What is needed
The records that follow must be repeated verbatim, every one of them.

Material supplied
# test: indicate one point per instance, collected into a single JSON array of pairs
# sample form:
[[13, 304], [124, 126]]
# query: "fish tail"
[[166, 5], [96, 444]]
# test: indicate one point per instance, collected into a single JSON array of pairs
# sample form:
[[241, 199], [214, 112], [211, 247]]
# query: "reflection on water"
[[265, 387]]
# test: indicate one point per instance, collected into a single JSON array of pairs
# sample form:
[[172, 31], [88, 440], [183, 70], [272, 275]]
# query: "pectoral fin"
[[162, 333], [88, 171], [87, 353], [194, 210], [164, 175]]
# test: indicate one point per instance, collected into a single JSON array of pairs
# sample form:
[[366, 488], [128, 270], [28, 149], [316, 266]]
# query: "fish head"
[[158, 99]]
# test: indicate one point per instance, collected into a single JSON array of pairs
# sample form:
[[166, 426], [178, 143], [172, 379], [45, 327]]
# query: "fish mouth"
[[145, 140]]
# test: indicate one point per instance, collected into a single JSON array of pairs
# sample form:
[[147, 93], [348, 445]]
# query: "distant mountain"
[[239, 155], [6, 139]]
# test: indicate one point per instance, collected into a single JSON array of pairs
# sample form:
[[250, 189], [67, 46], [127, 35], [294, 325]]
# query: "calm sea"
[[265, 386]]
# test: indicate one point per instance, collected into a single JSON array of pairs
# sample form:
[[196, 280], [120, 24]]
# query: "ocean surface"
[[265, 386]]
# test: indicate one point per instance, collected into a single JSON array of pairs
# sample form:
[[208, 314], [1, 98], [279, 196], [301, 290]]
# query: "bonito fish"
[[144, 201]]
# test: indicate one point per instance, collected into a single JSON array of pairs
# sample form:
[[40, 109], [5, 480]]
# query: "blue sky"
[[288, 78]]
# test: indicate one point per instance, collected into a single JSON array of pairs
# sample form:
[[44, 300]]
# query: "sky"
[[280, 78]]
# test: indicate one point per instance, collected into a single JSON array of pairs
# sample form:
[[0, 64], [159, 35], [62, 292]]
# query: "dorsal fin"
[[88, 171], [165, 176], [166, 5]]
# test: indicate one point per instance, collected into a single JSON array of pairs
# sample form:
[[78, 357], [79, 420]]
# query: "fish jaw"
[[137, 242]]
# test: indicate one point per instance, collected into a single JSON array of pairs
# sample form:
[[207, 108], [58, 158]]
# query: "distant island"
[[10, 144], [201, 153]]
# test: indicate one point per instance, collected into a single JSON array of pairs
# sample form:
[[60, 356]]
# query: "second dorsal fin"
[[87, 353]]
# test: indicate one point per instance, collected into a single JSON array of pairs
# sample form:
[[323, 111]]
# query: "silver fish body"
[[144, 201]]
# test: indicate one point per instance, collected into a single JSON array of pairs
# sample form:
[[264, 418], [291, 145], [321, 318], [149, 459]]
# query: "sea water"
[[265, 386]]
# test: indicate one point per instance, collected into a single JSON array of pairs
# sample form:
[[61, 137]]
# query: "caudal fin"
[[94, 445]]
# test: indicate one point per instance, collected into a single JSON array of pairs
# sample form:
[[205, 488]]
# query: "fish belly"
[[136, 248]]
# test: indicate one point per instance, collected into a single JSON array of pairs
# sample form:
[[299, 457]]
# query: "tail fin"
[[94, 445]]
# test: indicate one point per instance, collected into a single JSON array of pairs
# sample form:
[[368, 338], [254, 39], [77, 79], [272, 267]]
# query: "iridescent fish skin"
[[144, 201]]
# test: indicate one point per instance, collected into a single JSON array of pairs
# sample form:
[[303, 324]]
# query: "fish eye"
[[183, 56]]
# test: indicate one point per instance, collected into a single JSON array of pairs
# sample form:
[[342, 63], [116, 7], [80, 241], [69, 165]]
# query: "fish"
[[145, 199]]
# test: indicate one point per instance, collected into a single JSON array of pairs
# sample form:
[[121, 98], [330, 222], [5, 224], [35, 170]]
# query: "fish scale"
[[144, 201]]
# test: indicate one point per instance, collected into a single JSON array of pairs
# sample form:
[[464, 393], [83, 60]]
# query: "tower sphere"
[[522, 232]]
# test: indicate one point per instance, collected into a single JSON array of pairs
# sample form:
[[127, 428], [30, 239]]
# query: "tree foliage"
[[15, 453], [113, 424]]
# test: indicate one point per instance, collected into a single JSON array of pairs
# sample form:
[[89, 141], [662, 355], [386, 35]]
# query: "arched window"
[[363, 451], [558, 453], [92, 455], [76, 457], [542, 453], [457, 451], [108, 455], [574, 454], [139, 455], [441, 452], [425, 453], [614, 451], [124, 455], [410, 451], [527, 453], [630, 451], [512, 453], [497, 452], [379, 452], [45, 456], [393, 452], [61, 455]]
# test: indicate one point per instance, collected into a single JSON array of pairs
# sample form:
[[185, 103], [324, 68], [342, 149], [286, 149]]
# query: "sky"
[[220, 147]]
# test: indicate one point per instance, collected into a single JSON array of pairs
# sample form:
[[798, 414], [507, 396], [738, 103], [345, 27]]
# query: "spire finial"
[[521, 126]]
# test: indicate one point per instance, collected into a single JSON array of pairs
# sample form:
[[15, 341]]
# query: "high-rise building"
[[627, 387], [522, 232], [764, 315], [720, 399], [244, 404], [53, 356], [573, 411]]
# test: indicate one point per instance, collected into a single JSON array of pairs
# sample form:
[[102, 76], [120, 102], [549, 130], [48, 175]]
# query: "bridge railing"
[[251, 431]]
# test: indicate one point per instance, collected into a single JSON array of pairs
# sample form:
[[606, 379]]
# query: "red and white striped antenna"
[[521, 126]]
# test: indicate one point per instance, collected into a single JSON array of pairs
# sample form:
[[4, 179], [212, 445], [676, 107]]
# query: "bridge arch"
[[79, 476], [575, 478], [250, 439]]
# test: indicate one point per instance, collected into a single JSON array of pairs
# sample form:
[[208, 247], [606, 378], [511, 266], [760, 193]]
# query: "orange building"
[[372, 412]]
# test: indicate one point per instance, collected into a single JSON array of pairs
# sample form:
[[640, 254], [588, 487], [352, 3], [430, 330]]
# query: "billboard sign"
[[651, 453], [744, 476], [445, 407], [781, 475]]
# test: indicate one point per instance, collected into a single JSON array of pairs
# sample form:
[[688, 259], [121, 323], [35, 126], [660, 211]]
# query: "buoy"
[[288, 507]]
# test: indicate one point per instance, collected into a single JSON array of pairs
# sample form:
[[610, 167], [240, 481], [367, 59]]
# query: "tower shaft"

Expected answer
# test: indicate one point per instance, collected into a single JSON array of pairs
# sample form:
[[13, 304], [124, 126]]
# query: "fish tail"
[[166, 5], [96, 444]]
# test: indicate one point per instance, collected into a single JSON array of pairs
# sample form:
[[241, 199], [214, 112], [211, 247]]
# query: "reflection on water"
[[265, 387]]
# test: indicate one point per instance, collected into a single JSON array of pairs
# sample form:
[[172, 31], [88, 440], [183, 70], [272, 275]]
# query: "pectoral fin"
[[162, 333], [88, 171], [87, 353], [194, 210], [164, 175]]
# test: indicate one point per instance, collected into a single JSON array of pairs
# sample form:
[[366, 488], [128, 270], [28, 149], [316, 266]]
# query: "fish head"
[[158, 99]]
# test: indicate one point per instance, collected into a single JSON array of pairs
# sample form:
[[166, 426], [178, 143], [172, 379], [45, 327]]
# query: "fish mouth"
[[145, 140]]
# test: indicate one point per instance, collected into a single JSON array of pairs
# sample form:
[[147, 93], [348, 445]]
# query: "distant mountain"
[[239, 155], [6, 139]]
# test: indicate one point per instance, collected into a single JSON array of pairs
# sample form:
[[250, 189], [67, 46], [127, 35], [294, 325]]
# query: "calm sea"
[[265, 386]]
# test: indicate one point per instance, collected into a single JSON array of pairs
# sample form:
[[196, 280], [120, 24]]
# query: "ocean surface"
[[265, 386]]
# test: indicate one point per instance, collected into a single JSON array of pairs
# sample form:
[[208, 314], [1, 98], [279, 196], [301, 290]]
# query: "bonito fish"
[[144, 201]]
# test: indicate one point per instance, collected into a single JSON array of pairs
# sample form:
[[40, 109], [5, 480]]
# query: "blue sky"
[[288, 78]]
# test: indicate one point per instance, collected into a single JSON array of pairs
# sample form:
[[44, 300]]
# query: "sky"
[[280, 78]]
# test: indicate one point per instance, collected into a single JSON array of pairs
# sample form:
[[0, 64], [159, 35], [62, 292]]
# query: "dorsal fin"
[[88, 171], [165, 176], [166, 5]]
# test: indicate one point per instance, collected into a single JSON array of pairs
# sample form:
[[78, 357], [79, 420]]
# query: "fish jaw"
[[137, 242]]
# test: indicate one point per instance, collected into a single JSON array of pairs
# sample form:
[[207, 108], [58, 158]]
# query: "distant island"
[[10, 144], [201, 153]]
# test: indicate one point per instance, collected into a single JSON array of pairs
# sample form:
[[60, 356]]
# query: "second dorsal fin"
[[87, 353]]
# test: indicate one point per instance, collected into a single JSON array of pairs
# sample form:
[[323, 111]]
# query: "silver fish body"
[[144, 201]]
# test: indicate one point per instance, collected into a single JSON array of pairs
# sample form:
[[264, 418], [291, 145], [321, 318], [149, 459]]
# query: "sea water"
[[265, 386]]
# test: indicate one point per instance, collected into a single JSON array of pairs
# sample form:
[[61, 137]]
# query: "caudal fin"
[[94, 445]]
# test: indicate one point per instance, collected into a single JSON array of pairs
# sample form:
[[205, 488]]
# query: "fish belly"
[[136, 248]]
# test: indicate one point per instance, collected into a single JSON array of pairs
# sample form:
[[299, 457]]
# query: "tail fin"
[[94, 445]]
# test: indicate one point per instance, collected into a single JSON array of pairs
# sample form:
[[368, 338], [254, 39], [77, 79], [272, 267]]
# query: "iridescent fish skin"
[[144, 201]]
# test: indicate one point per instance, collected into a single JSON array of pairs
# sample form:
[[303, 324]]
# query: "fish eye"
[[183, 56]]
# test: indicate one point per instance, collected into a single JSON array of pairs
# sample form:
[[342, 63], [116, 7], [80, 241], [69, 165]]
# query: "fish"
[[145, 199]]
# test: indicate one point per instance, collected into a single JSON array of pairs
# sample form:
[[121, 98], [330, 222], [5, 224], [35, 170]]
# query: "fish scale"
[[144, 201]]
# test: indicate one point per instance, collected into a single JSON array of pairs
# sample form:
[[464, 393], [83, 60]]
# query: "tower sphere"
[[522, 232]]
# test: indicate one point per instance, collected into a single JSON array of pairs
# sample form:
[[127, 428], [30, 239]]
# query: "tree foliage"
[[15, 453], [113, 424]]
# test: indicate one point per instance, collected into a single JSON array of pairs
# sample form:
[[89, 141], [662, 355], [386, 35]]
# query: "arched window"
[[363, 451], [558, 453], [92, 455], [76, 457], [542, 453], [457, 451], [108, 455], [574, 454], [139, 455], [441, 452], [425, 453], [614, 451], [124, 455], [410, 451], [527, 453], [630, 451], [512, 453], [497, 452], [379, 452], [45, 456], [393, 452], [61, 455]]
# test: indicate one point per instance, collected into a single JSON array of pairs
# sample form:
[[185, 103], [324, 68], [342, 149], [286, 149]]
# query: "sky"
[[220, 147]]
# test: indicate one point per instance, collected into a single JSON array of pairs
# sample form:
[[798, 414], [507, 396], [738, 103], [345, 27]]
# query: "spire finial"
[[521, 126]]
# test: indicate one point per instance, collected into a single JSON array of pairs
# sample form:
[[15, 341]]
# query: "high-rise building"
[[627, 387], [522, 232], [764, 315], [720, 399], [244, 404], [53, 356], [573, 411]]
# test: indicate one point per instance, collected into a single JSON array of pairs
# sample form:
[[102, 76], [120, 102], [549, 130], [48, 175]]
# query: "bridge railing"
[[251, 431]]
# test: indicate one point per instance, collected into a single JSON array of pairs
# sample form:
[[606, 379]]
# query: "red and white striped antenna"
[[521, 126]]
# test: indicate one point per instance, collected into a single JSON array of pairs
# sample form:
[[4, 179], [212, 445], [676, 107]]
# query: "bridge arch"
[[79, 476], [575, 478], [250, 439]]
# test: indicate one point per instance, collected into a single JSON array of pairs
# sample form:
[[208, 247], [606, 378], [511, 266], [760, 193]]
# query: "orange building"
[[372, 412]]
# test: indicate one point per instance, collected into a single JSON array of pairs
# sample form:
[[640, 254], [588, 487], [352, 3], [430, 330]]
# query: "billboard sign"
[[651, 453], [744, 476], [445, 407], [781, 475]]
# test: indicate one point per instance, collected into a single JSON array of pairs
# sample form:
[[688, 259], [121, 323], [35, 126], [660, 211]]
# query: "buoy"
[[288, 507]]
# test: indicate one point per instance, collected into a single JSON array of pairs
# sample form:
[[610, 167], [240, 481], [367, 59]]
# query: "tower shaft"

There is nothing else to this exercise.